Top of Records for this task
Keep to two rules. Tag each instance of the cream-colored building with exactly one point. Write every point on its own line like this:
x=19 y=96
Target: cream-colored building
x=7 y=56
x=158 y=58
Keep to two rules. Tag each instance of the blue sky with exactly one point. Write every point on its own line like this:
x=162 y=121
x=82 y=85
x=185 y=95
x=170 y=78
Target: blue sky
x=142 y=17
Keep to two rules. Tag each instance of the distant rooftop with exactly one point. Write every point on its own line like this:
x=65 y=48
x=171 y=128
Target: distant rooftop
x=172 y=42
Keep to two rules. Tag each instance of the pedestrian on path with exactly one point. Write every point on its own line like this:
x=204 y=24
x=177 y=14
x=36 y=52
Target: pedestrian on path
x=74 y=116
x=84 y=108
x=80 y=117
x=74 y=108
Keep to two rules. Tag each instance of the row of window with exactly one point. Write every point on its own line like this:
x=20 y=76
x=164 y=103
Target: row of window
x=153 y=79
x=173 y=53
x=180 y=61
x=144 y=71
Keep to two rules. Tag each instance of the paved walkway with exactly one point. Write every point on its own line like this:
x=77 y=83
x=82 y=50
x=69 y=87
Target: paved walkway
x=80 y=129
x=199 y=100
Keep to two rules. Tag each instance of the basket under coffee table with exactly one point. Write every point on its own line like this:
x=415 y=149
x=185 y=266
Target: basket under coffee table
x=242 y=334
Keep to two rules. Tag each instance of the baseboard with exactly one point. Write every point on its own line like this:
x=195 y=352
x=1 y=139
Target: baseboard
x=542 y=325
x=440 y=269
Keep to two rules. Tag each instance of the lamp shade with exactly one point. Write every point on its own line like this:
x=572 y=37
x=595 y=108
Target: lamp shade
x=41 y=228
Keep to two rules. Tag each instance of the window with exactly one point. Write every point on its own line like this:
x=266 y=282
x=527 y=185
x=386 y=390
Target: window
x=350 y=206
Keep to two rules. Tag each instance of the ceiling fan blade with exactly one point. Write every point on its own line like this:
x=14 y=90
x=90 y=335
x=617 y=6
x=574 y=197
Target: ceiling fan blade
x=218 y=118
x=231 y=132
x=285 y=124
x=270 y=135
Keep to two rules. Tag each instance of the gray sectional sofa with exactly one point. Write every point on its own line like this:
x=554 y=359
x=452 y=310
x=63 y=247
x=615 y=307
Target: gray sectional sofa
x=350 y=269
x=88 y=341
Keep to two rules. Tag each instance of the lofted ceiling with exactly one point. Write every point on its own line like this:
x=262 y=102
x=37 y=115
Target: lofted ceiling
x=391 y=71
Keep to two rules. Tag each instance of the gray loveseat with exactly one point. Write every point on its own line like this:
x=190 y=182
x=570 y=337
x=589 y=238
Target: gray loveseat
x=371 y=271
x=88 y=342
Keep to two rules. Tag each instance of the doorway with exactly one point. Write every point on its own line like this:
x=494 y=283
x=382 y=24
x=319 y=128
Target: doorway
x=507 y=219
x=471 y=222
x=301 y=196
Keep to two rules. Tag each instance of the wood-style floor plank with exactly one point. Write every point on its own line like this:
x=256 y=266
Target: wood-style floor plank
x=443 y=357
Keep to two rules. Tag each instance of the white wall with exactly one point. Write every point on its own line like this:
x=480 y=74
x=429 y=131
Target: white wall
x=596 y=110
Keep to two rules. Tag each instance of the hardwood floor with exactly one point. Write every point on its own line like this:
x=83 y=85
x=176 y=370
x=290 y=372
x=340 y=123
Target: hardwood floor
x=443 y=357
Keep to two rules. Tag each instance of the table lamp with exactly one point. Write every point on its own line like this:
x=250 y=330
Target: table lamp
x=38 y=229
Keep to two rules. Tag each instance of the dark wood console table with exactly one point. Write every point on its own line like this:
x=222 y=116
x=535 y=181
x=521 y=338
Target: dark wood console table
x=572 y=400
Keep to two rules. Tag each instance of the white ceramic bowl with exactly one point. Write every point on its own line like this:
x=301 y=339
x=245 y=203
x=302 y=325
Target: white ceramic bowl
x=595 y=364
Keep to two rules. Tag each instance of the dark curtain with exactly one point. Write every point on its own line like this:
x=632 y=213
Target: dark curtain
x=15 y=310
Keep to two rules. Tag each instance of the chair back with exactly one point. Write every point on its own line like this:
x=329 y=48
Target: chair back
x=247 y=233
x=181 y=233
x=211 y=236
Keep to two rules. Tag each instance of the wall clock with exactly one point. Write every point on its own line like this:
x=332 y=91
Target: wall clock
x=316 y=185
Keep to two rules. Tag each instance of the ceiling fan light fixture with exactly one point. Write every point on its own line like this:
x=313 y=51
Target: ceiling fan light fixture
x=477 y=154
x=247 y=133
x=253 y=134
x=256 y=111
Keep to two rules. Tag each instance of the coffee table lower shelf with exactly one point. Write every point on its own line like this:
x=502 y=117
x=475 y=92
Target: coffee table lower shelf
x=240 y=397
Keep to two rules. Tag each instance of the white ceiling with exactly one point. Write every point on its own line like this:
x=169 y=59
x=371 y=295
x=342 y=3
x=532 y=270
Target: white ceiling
Bottom of Records for this task
Exact copy required. Retype all of the entries word for word.

Keep to two rules. Tag each instance of the cream-colored building with exactly one point. Write every point on its own line like this:
x=19 y=96
Target: cream-colored building
x=7 y=56
x=158 y=58
Keep to two rules. Tag each instance of the blue sky with exactly one point. Write every point on its own line like this:
x=162 y=121
x=82 y=85
x=185 y=95
x=170 y=78
Target: blue sky
x=142 y=17
Keep to two rules. Tag each instance of the distant rooftop with exactly one point. Write every point on its own line like this:
x=65 y=48
x=171 y=128
Target: distant rooftop
x=172 y=42
Keep to two rules. Tag each instance of the pedestrian on path with exactly one point. Write every point on its own line like this:
x=204 y=24
x=177 y=14
x=36 y=52
Target: pedestrian on path
x=74 y=116
x=84 y=108
x=80 y=117
x=74 y=108
Keep to two rules. Tag each instance of the row of window with exactly one point. Write every point on its own line like this:
x=20 y=76
x=164 y=103
Target: row of window
x=153 y=79
x=173 y=53
x=180 y=61
x=144 y=71
Keep to two rules. Tag each instance of the paved walkway with exactly one point. Write every point on its own line like this:
x=77 y=83
x=82 y=50
x=69 y=87
Target: paved walkway
x=80 y=129
x=199 y=100
Keep to two rules. Tag each instance of the basket under coffee table with exactly one point. Write every point on its own line like this:
x=415 y=149
x=185 y=266
Target: basket under coffee table
x=242 y=334
Keep to two rules. Tag each instance of the baseboard with exactly one point. Write every point on its own line like this:
x=195 y=352
x=1 y=139
Target: baseboard
x=542 y=325
x=440 y=269
Keep to two rules. Tag each instance of the lamp shade with exactly one point. Write every point on its own line like this:
x=572 y=37
x=595 y=108
Target: lamp shade
x=41 y=228
Keep to two rules. Tag each instance of the window with exactly one point. Write every point on its own line like this:
x=266 y=282
x=527 y=185
x=386 y=390
Target: window
x=350 y=206
Keep to two rules. Tag each instance of the ceiling fan blade with exactly one point. Write every point on its own line like this:
x=14 y=90
x=90 y=335
x=617 y=6
x=574 y=197
Target: ceiling fan blade
x=218 y=118
x=231 y=132
x=285 y=124
x=270 y=135
Keep to two rules. Tag each instance of the gray sectional sofa with exactly one point. Write every point on its own line like this:
x=554 y=359
x=452 y=310
x=63 y=247
x=615 y=307
Target: gray sectional sofa
x=350 y=269
x=88 y=341
Keep to two rules. Tag each instance of the lofted ceiling with exactly one point. Write every point on its own line like this:
x=262 y=102
x=37 y=115
Target: lofted ceiling
x=391 y=71
Keep to two rules. Tag each instance of the gray loveseat with exactly one point. Write every point on its own line like this:
x=190 y=182
x=570 y=337
x=589 y=238
Target: gray loveseat
x=371 y=271
x=88 y=342
Keep to two rules. Tag each instance of the doorway with exactly one point. Write every point on its own line like this:
x=494 y=283
x=382 y=24
x=319 y=128
Target: doorway
x=507 y=219
x=471 y=222
x=301 y=196
Keep to two rules. Tag each instance of the wood-style floor plank with exactly one point. Write every point on its own line like this:
x=256 y=266
Target: wood-style floor plank
x=443 y=357
Keep to two rules. Tag each instance of the white wall with exactly one point. Write every point on its own line like this:
x=480 y=74
x=429 y=131
Target: white wall
x=596 y=110
Keep to two rules. Tag each instance of the hardwood floor with exactly one point. Write every point on its own line like this:
x=83 y=85
x=176 y=370
x=290 y=372
x=340 y=123
Target: hardwood floor
x=443 y=357
Keep to two rules. Tag each instance of the table lamp with exactly one point. Write every point on its own line like this:
x=250 y=330
Target: table lamp
x=38 y=229
Keep to two rules. Tag each instance of the dark wood console table with exactly one point. Write every point on its own line like this:
x=222 y=116
x=535 y=181
x=521 y=338
Target: dark wood console table
x=572 y=400
Keep to two rules. Tag each instance of the white ceramic bowl with exactly one point. Write every point on its own line like this:
x=301 y=339
x=245 y=203
x=302 y=325
Target: white ceramic bowl
x=595 y=364
Keep to two rules. Tag each instance of the dark curtain with exactly one point. Write every point on its own line like this:
x=632 y=213
Target: dark curtain
x=15 y=310
Keep to two rules. Tag each instance of the chair back with exactly one point. Write every point on its own line like this:
x=329 y=48
Target: chair back
x=247 y=233
x=181 y=233
x=211 y=236
Keep to two rules. Tag each instance of the wall clock with exactly one point. Write every point on its own line like this:
x=332 y=91
Target: wall clock
x=316 y=185
Keep to two rules. Tag each instance of the ceiling fan light fixture with exactly one point. Write every point on its own line like this:
x=313 y=51
Target: ceiling fan light fixture
x=477 y=154
x=247 y=133
x=253 y=134
x=256 y=111
Keep to two rules. Tag each instance of the coffee table lower shelf with exactly one point. Write every point on its own line like this:
x=502 y=117
x=475 y=92
Target: coffee table lower shelf
x=240 y=397
Keep to two rules. Tag each instance of the white ceiling with exactly one point. Write every point on its own line like this:
x=169 y=59
x=371 y=295
x=342 y=3
x=532 y=270
Target: white ceiling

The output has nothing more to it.